▶ [TASK BRIEF] Can you find every line in the rows below that contains the word "turret" and copy each of those lines in full?

========================================

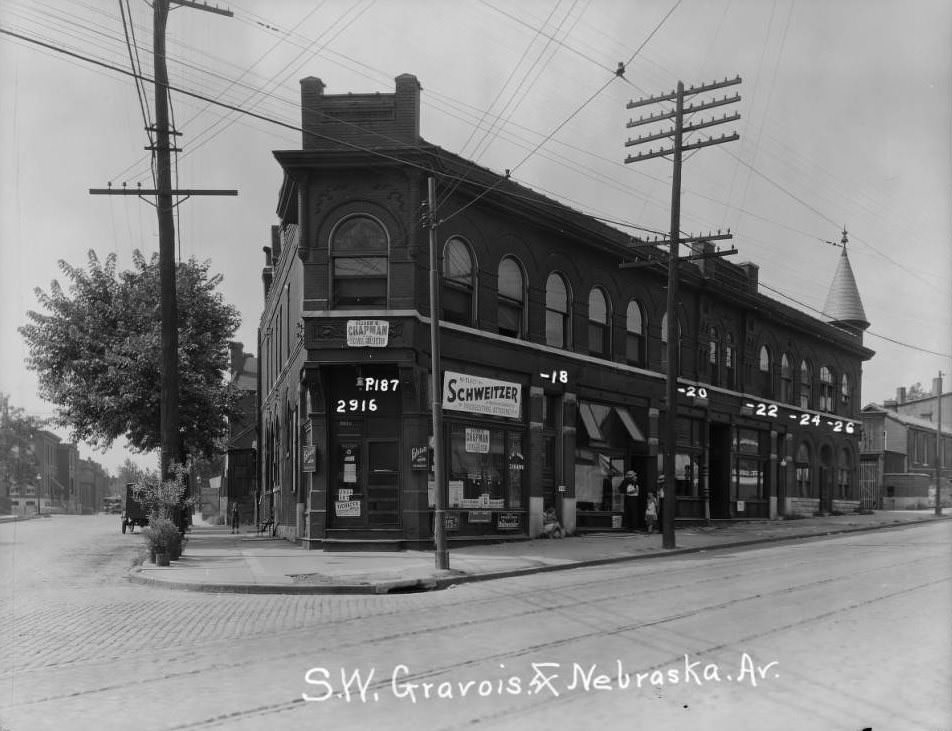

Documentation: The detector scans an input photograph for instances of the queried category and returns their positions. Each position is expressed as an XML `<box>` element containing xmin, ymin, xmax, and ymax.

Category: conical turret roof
<box><xmin>823</xmin><ymin>229</ymin><xmax>869</xmax><ymax>330</ymax></box>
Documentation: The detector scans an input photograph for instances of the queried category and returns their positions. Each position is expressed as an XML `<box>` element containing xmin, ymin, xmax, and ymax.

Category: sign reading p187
<box><xmin>329</xmin><ymin>365</ymin><xmax>402</xmax><ymax>416</ymax></box>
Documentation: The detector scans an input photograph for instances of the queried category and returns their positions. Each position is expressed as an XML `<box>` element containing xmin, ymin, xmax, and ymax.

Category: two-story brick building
<box><xmin>259</xmin><ymin>75</ymin><xmax>873</xmax><ymax>548</ymax></box>
<box><xmin>859</xmin><ymin>388</ymin><xmax>952</xmax><ymax>510</ymax></box>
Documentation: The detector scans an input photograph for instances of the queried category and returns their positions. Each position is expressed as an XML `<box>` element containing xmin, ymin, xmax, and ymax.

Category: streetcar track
<box><xmin>172</xmin><ymin>576</ymin><xmax>952</xmax><ymax>731</ymax></box>
<box><xmin>0</xmin><ymin>556</ymin><xmax>949</xmax><ymax>729</ymax></box>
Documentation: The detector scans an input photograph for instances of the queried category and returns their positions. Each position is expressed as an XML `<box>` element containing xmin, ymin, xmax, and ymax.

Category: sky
<box><xmin>0</xmin><ymin>0</ymin><xmax>952</xmax><ymax>470</ymax></box>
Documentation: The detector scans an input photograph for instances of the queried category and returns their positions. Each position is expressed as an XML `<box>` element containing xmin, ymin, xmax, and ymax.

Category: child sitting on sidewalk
<box><xmin>542</xmin><ymin>508</ymin><xmax>565</xmax><ymax>538</ymax></box>
<box><xmin>645</xmin><ymin>492</ymin><xmax>658</xmax><ymax>533</ymax></box>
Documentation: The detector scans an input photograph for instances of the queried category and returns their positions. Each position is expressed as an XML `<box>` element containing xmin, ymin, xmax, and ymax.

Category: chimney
<box><xmin>228</xmin><ymin>340</ymin><xmax>245</xmax><ymax>378</ymax></box>
<box><xmin>301</xmin><ymin>76</ymin><xmax>324</xmax><ymax>150</ymax></box>
<box><xmin>737</xmin><ymin>261</ymin><xmax>760</xmax><ymax>292</ymax></box>
<box><xmin>271</xmin><ymin>226</ymin><xmax>281</xmax><ymax>261</ymax></box>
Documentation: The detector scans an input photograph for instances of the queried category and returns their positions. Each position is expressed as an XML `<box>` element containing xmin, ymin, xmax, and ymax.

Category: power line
<box><xmin>759</xmin><ymin>281</ymin><xmax>952</xmax><ymax>358</ymax></box>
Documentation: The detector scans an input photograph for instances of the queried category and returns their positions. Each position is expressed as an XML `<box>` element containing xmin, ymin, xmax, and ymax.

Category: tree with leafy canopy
<box><xmin>20</xmin><ymin>251</ymin><xmax>240</xmax><ymax>462</ymax></box>
<box><xmin>0</xmin><ymin>393</ymin><xmax>46</xmax><ymax>495</ymax></box>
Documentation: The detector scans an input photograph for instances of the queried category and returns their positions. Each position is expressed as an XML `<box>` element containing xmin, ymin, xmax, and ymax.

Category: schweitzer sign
<box><xmin>443</xmin><ymin>371</ymin><xmax>522</xmax><ymax>419</ymax></box>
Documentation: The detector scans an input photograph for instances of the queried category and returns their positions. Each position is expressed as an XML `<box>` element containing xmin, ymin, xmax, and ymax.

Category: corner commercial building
<box><xmin>259</xmin><ymin>75</ymin><xmax>873</xmax><ymax>549</ymax></box>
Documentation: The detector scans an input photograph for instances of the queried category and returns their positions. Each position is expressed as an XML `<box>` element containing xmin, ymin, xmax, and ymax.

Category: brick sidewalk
<box><xmin>130</xmin><ymin>511</ymin><xmax>947</xmax><ymax>594</ymax></box>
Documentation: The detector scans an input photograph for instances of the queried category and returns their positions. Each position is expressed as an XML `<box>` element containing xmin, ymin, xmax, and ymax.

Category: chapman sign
<box><xmin>443</xmin><ymin>371</ymin><xmax>522</xmax><ymax>419</ymax></box>
<box><xmin>347</xmin><ymin>320</ymin><xmax>390</xmax><ymax>348</ymax></box>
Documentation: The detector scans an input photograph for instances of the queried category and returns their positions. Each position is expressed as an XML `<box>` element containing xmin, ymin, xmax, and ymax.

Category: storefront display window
<box><xmin>447</xmin><ymin>424</ymin><xmax>525</xmax><ymax>510</ymax></box>
<box><xmin>575</xmin><ymin>449</ymin><xmax>625</xmax><ymax>512</ymax></box>
<box><xmin>731</xmin><ymin>428</ymin><xmax>770</xmax><ymax>500</ymax></box>
<box><xmin>658</xmin><ymin>449</ymin><xmax>701</xmax><ymax>497</ymax></box>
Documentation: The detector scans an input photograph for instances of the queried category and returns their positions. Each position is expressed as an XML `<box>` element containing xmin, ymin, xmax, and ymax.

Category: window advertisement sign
<box><xmin>334</xmin><ymin>500</ymin><xmax>360</xmax><ymax>518</ymax></box>
<box><xmin>443</xmin><ymin>371</ymin><xmax>522</xmax><ymax>419</ymax></box>
<box><xmin>496</xmin><ymin>513</ymin><xmax>522</xmax><ymax>530</ymax></box>
<box><xmin>466</xmin><ymin>427</ymin><xmax>489</xmax><ymax>454</ymax></box>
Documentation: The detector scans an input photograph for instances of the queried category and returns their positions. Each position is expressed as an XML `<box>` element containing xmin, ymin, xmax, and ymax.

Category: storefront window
<box><xmin>658</xmin><ymin>447</ymin><xmax>701</xmax><ymax>497</ymax></box>
<box><xmin>447</xmin><ymin>424</ymin><xmax>525</xmax><ymax>510</ymax></box>
<box><xmin>731</xmin><ymin>429</ymin><xmax>769</xmax><ymax>500</ymax></box>
<box><xmin>575</xmin><ymin>449</ymin><xmax>625</xmax><ymax>512</ymax></box>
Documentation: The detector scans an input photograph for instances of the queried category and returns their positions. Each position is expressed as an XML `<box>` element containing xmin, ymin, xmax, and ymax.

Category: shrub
<box><xmin>142</xmin><ymin>518</ymin><xmax>182</xmax><ymax>558</ymax></box>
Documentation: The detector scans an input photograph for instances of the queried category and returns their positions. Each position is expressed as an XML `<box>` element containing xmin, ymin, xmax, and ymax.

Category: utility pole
<box><xmin>623</xmin><ymin>76</ymin><xmax>741</xmax><ymax>548</ymax></box>
<box><xmin>424</xmin><ymin>177</ymin><xmax>450</xmax><ymax>570</ymax></box>
<box><xmin>935</xmin><ymin>371</ymin><xmax>945</xmax><ymax>515</ymax></box>
<box><xmin>89</xmin><ymin>0</ymin><xmax>238</xmax><ymax>479</ymax></box>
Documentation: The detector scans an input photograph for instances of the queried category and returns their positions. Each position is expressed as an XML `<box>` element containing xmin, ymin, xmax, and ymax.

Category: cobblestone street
<box><xmin>0</xmin><ymin>516</ymin><xmax>952</xmax><ymax>731</ymax></box>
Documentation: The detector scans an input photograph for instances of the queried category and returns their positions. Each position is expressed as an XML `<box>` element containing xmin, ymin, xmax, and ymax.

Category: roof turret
<box><xmin>823</xmin><ymin>228</ymin><xmax>869</xmax><ymax>332</ymax></box>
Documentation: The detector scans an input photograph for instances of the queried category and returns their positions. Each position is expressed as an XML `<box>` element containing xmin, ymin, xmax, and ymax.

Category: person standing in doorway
<box><xmin>618</xmin><ymin>470</ymin><xmax>639</xmax><ymax>533</ymax></box>
<box><xmin>645</xmin><ymin>492</ymin><xmax>658</xmax><ymax>533</ymax></box>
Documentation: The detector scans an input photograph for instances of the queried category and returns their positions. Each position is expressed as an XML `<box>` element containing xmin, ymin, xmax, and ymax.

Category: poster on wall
<box><xmin>334</xmin><ymin>500</ymin><xmax>360</xmax><ymax>518</ymax></box>
<box><xmin>301</xmin><ymin>444</ymin><xmax>317</xmax><ymax>472</ymax></box>
<box><xmin>447</xmin><ymin>480</ymin><xmax>463</xmax><ymax>508</ymax></box>
<box><xmin>347</xmin><ymin>320</ymin><xmax>390</xmax><ymax>348</ymax></box>
<box><xmin>443</xmin><ymin>371</ymin><xmax>522</xmax><ymax>419</ymax></box>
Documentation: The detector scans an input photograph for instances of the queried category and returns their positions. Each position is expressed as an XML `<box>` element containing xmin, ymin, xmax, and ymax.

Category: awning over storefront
<box><xmin>615</xmin><ymin>406</ymin><xmax>647</xmax><ymax>442</ymax></box>
<box><xmin>578</xmin><ymin>402</ymin><xmax>605</xmax><ymax>442</ymax></box>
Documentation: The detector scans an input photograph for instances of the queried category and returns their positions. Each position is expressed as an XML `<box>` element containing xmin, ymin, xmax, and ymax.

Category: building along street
<box><xmin>0</xmin><ymin>515</ymin><xmax>952</xmax><ymax>731</ymax></box>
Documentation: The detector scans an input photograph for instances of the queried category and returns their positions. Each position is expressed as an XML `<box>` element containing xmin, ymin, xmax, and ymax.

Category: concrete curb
<box><xmin>128</xmin><ymin>515</ymin><xmax>950</xmax><ymax>595</ymax></box>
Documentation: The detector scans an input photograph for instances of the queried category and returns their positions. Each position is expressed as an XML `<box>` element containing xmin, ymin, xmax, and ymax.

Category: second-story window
<box><xmin>780</xmin><ymin>353</ymin><xmax>793</xmax><ymax>404</ymax></box>
<box><xmin>759</xmin><ymin>345</ymin><xmax>773</xmax><ymax>397</ymax></box>
<box><xmin>545</xmin><ymin>272</ymin><xmax>569</xmax><ymax>348</ymax></box>
<box><xmin>625</xmin><ymin>300</ymin><xmax>645</xmax><ymax>365</ymax></box>
<box><xmin>331</xmin><ymin>216</ymin><xmax>389</xmax><ymax>308</ymax></box>
<box><xmin>496</xmin><ymin>256</ymin><xmax>526</xmax><ymax>338</ymax></box>
<box><xmin>724</xmin><ymin>333</ymin><xmax>737</xmax><ymax>388</ymax></box>
<box><xmin>588</xmin><ymin>287</ymin><xmax>611</xmax><ymax>356</ymax></box>
<box><xmin>800</xmin><ymin>360</ymin><xmax>813</xmax><ymax>409</ymax></box>
<box><xmin>440</xmin><ymin>237</ymin><xmax>475</xmax><ymax>325</ymax></box>
<box><xmin>819</xmin><ymin>366</ymin><xmax>836</xmax><ymax>413</ymax></box>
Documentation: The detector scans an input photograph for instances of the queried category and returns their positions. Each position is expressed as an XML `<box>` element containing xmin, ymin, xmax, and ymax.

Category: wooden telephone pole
<box><xmin>89</xmin><ymin>0</ymin><xmax>238</xmax><ymax>479</ymax></box>
<box><xmin>622</xmin><ymin>76</ymin><xmax>741</xmax><ymax>548</ymax></box>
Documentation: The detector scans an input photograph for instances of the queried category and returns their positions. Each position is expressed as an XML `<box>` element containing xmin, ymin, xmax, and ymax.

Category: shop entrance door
<box><xmin>330</xmin><ymin>437</ymin><xmax>400</xmax><ymax>528</ymax></box>
<box><xmin>708</xmin><ymin>424</ymin><xmax>731</xmax><ymax>518</ymax></box>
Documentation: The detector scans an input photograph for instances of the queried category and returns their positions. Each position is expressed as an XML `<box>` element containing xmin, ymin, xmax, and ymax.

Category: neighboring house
<box><xmin>860</xmin><ymin>388</ymin><xmax>952</xmax><ymax>510</ymax></box>
<box><xmin>219</xmin><ymin>342</ymin><xmax>258</xmax><ymax>523</ymax></box>
<box><xmin>258</xmin><ymin>75</ymin><xmax>873</xmax><ymax>549</ymax></box>
<box><xmin>76</xmin><ymin>459</ymin><xmax>112</xmax><ymax>514</ymax></box>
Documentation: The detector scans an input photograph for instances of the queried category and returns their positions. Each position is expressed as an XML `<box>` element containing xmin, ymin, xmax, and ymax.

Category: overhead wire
<box><xmin>3</xmin><ymin>6</ymin><xmax>948</xmax><ymax>354</ymax></box>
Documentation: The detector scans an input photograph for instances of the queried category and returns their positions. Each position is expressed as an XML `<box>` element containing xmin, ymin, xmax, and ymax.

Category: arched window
<box><xmin>496</xmin><ymin>256</ymin><xmax>526</xmax><ymax>338</ymax></box>
<box><xmin>819</xmin><ymin>366</ymin><xmax>836</xmax><ymax>413</ymax></box>
<box><xmin>796</xmin><ymin>442</ymin><xmax>812</xmax><ymax>497</ymax></box>
<box><xmin>588</xmin><ymin>287</ymin><xmax>611</xmax><ymax>356</ymax></box>
<box><xmin>836</xmin><ymin>449</ymin><xmax>853</xmax><ymax>500</ymax></box>
<box><xmin>780</xmin><ymin>353</ymin><xmax>793</xmax><ymax>404</ymax></box>
<box><xmin>800</xmin><ymin>360</ymin><xmax>813</xmax><ymax>409</ymax></box>
<box><xmin>330</xmin><ymin>216</ymin><xmax>389</xmax><ymax>308</ymax></box>
<box><xmin>707</xmin><ymin>327</ymin><xmax>720</xmax><ymax>386</ymax></box>
<box><xmin>760</xmin><ymin>345</ymin><xmax>773</xmax><ymax>396</ymax></box>
<box><xmin>625</xmin><ymin>300</ymin><xmax>645</xmax><ymax>365</ymax></box>
<box><xmin>724</xmin><ymin>333</ymin><xmax>737</xmax><ymax>388</ymax></box>
<box><xmin>440</xmin><ymin>237</ymin><xmax>476</xmax><ymax>325</ymax></box>
<box><xmin>661</xmin><ymin>312</ymin><xmax>682</xmax><ymax>371</ymax></box>
<box><xmin>545</xmin><ymin>272</ymin><xmax>570</xmax><ymax>348</ymax></box>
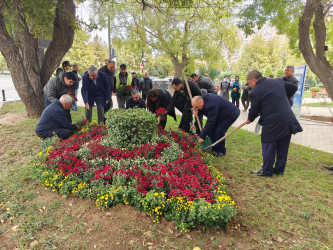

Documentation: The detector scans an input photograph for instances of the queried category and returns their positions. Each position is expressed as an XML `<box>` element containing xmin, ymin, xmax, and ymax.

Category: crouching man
<box><xmin>192</xmin><ymin>94</ymin><xmax>240</xmax><ymax>157</ymax></box>
<box><xmin>35</xmin><ymin>94</ymin><xmax>81</xmax><ymax>139</ymax></box>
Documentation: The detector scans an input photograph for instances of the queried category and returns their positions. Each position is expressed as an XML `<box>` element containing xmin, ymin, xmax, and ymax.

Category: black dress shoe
<box><xmin>250</xmin><ymin>169</ymin><xmax>262</xmax><ymax>174</ymax></box>
<box><xmin>256</xmin><ymin>172</ymin><xmax>272</xmax><ymax>177</ymax></box>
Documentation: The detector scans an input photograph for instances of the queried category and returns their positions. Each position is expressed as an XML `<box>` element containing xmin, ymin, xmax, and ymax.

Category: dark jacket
<box><xmin>43</xmin><ymin>73</ymin><xmax>75</xmax><ymax>102</ymax></box>
<box><xmin>98</xmin><ymin>65</ymin><xmax>116</xmax><ymax>92</ymax></box>
<box><xmin>248</xmin><ymin>77</ymin><xmax>303</xmax><ymax>143</ymax></box>
<box><xmin>81</xmin><ymin>72</ymin><xmax>111</xmax><ymax>107</ymax></box>
<box><xmin>35</xmin><ymin>101</ymin><xmax>76</xmax><ymax>135</ymax></box>
<box><xmin>167</xmin><ymin>81</ymin><xmax>202</xmax><ymax>113</ymax></box>
<box><xmin>199</xmin><ymin>94</ymin><xmax>240</xmax><ymax>139</ymax></box>
<box><xmin>198</xmin><ymin>76</ymin><xmax>217</xmax><ymax>94</ymax></box>
<box><xmin>126</xmin><ymin>97</ymin><xmax>146</xmax><ymax>109</ymax></box>
<box><xmin>282</xmin><ymin>76</ymin><xmax>299</xmax><ymax>103</ymax></box>
<box><xmin>139</xmin><ymin>77</ymin><xmax>153</xmax><ymax>94</ymax></box>
<box><xmin>132</xmin><ymin>77</ymin><xmax>140</xmax><ymax>90</ymax></box>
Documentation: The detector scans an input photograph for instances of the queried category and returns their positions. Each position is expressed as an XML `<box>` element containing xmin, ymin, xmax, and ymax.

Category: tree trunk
<box><xmin>0</xmin><ymin>0</ymin><xmax>75</xmax><ymax>118</ymax></box>
<box><xmin>298</xmin><ymin>0</ymin><xmax>333</xmax><ymax>100</ymax></box>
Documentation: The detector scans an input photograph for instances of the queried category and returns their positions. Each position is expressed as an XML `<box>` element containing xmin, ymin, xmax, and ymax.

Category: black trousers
<box><xmin>232</xmin><ymin>97</ymin><xmax>239</xmax><ymax>108</ymax></box>
<box><xmin>261</xmin><ymin>135</ymin><xmax>291</xmax><ymax>175</ymax></box>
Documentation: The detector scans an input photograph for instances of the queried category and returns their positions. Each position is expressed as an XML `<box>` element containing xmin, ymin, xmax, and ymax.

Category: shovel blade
<box><xmin>201</xmin><ymin>137</ymin><xmax>213</xmax><ymax>153</ymax></box>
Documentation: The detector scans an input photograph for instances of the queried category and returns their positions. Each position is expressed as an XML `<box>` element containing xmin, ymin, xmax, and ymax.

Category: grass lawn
<box><xmin>302</xmin><ymin>102</ymin><xmax>333</xmax><ymax>108</ymax></box>
<box><xmin>0</xmin><ymin>103</ymin><xmax>333</xmax><ymax>249</ymax></box>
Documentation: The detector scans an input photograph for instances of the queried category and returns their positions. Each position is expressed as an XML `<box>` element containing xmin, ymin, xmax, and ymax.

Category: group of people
<box><xmin>36</xmin><ymin>61</ymin><xmax>302</xmax><ymax>176</ymax></box>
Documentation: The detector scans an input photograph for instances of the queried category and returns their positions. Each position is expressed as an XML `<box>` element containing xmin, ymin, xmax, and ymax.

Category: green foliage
<box><xmin>106</xmin><ymin>109</ymin><xmax>157</xmax><ymax>148</ymax></box>
<box><xmin>310</xmin><ymin>87</ymin><xmax>320</xmax><ymax>92</ymax></box>
<box><xmin>63</xmin><ymin>29</ymin><xmax>107</xmax><ymax>73</ymax></box>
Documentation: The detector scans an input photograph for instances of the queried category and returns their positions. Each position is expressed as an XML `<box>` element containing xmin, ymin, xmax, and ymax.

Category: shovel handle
<box><xmin>210</xmin><ymin>121</ymin><xmax>247</xmax><ymax>147</ymax></box>
<box><xmin>184</xmin><ymin>75</ymin><xmax>202</xmax><ymax>131</ymax></box>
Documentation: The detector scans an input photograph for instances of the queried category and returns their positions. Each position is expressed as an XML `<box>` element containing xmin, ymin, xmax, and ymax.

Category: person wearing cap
<box><xmin>139</xmin><ymin>71</ymin><xmax>153</xmax><ymax>100</ymax></box>
<box><xmin>98</xmin><ymin>60</ymin><xmax>116</xmax><ymax>113</ymax></box>
<box><xmin>132</xmin><ymin>71</ymin><xmax>140</xmax><ymax>90</ymax></box>
<box><xmin>72</xmin><ymin>64</ymin><xmax>81</xmax><ymax>111</ymax></box>
<box><xmin>230</xmin><ymin>76</ymin><xmax>241</xmax><ymax>108</ymax></box>
<box><xmin>81</xmin><ymin>65</ymin><xmax>110</xmax><ymax>124</ymax></box>
<box><xmin>116</xmin><ymin>64</ymin><xmax>132</xmax><ymax>109</ymax></box>
<box><xmin>282</xmin><ymin>65</ymin><xmax>298</xmax><ymax>106</ymax></box>
<box><xmin>35</xmin><ymin>94</ymin><xmax>81</xmax><ymax>140</ymax></box>
<box><xmin>55</xmin><ymin>61</ymin><xmax>72</xmax><ymax>76</ymax></box>
<box><xmin>43</xmin><ymin>72</ymin><xmax>77</xmax><ymax>107</ymax></box>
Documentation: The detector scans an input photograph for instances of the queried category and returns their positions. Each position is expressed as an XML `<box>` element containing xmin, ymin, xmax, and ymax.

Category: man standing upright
<box><xmin>43</xmin><ymin>72</ymin><xmax>76</xmax><ymax>107</ymax></box>
<box><xmin>246</xmin><ymin>70</ymin><xmax>303</xmax><ymax>177</ymax></box>
<box><xmin>98</xmin><ymin>60</ymin><xmax>116</xmax><ymax>113</ymax></box>
<box><xmin>116</xmin><ymin>64</ymin><xmax>132</xmax><ymax>109</ymax></box>
<box><xmin>192</xmin><ymin>94</ymin><xmax>240</xmax><ymax>157</ymax></box>
<box><xmin>220</xmin><ymin>76</ymin><xmax>230</xmax><ymax>100</ymax></box>
<box><xmin>55</xmin><ymin>61</ymin><xmax>71</xmax><ymax>76</ymax></box>
<box><xmin>139</xmin><ymin>71</ymin><xmax>153</xmax><ymax>100</ymax></box>
<box><xmin>282</xmin><ymin>66</ymin><xmax>298</xmax><ymax>106</ymax></box>
<box><xmin>190</xmin><ymin>73</ymin><xmax>217</xmax><ymax>94</ymax></box>
<box><xmin>81</xmin><ymin>65</ymin><xmax>110</xmax><ymax>124</ymax></box>
<box><xmin>167</xmin><ymin>78</ymin><xmax>202</xmax><ymax>134</ymax></box>
<box><xmin>72</xmin><ymin>64</ymin><xmax>81</xmax><ymax>111</ymax></box>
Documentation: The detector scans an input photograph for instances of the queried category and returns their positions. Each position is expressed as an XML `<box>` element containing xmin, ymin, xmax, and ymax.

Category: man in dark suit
<box><xmin>167</xmin><ymin>78</ymin><xmax>202</xmax><ymax>134</ymax></box>
<box><xmin>192</xmin><ymin>93</ymin><xmax>240</xmax><ymax>157</ymax></box>
<box><xmin>246</xmin><ymin>70</ymin><xmax>303</xmax><ymax>177</ymax></box>
<box><xmin>282</xmin><ymin>65</ymin><xmax>298</xmax><ymax>106</ymax></box>
<box><xmin>81</xmin><ymin>65</ymin><xmax>111</xmax><ymax>124</ymax></box>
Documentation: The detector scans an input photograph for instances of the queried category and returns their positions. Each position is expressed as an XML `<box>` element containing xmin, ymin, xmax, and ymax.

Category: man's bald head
<box><xmin>192</xmin><ymin>96</ymin><xmax>205</xmax><ymax>110</ymax></box>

========================================

▶ [ANSWER BELOW]
Category: conical turret roof
Category: roof turret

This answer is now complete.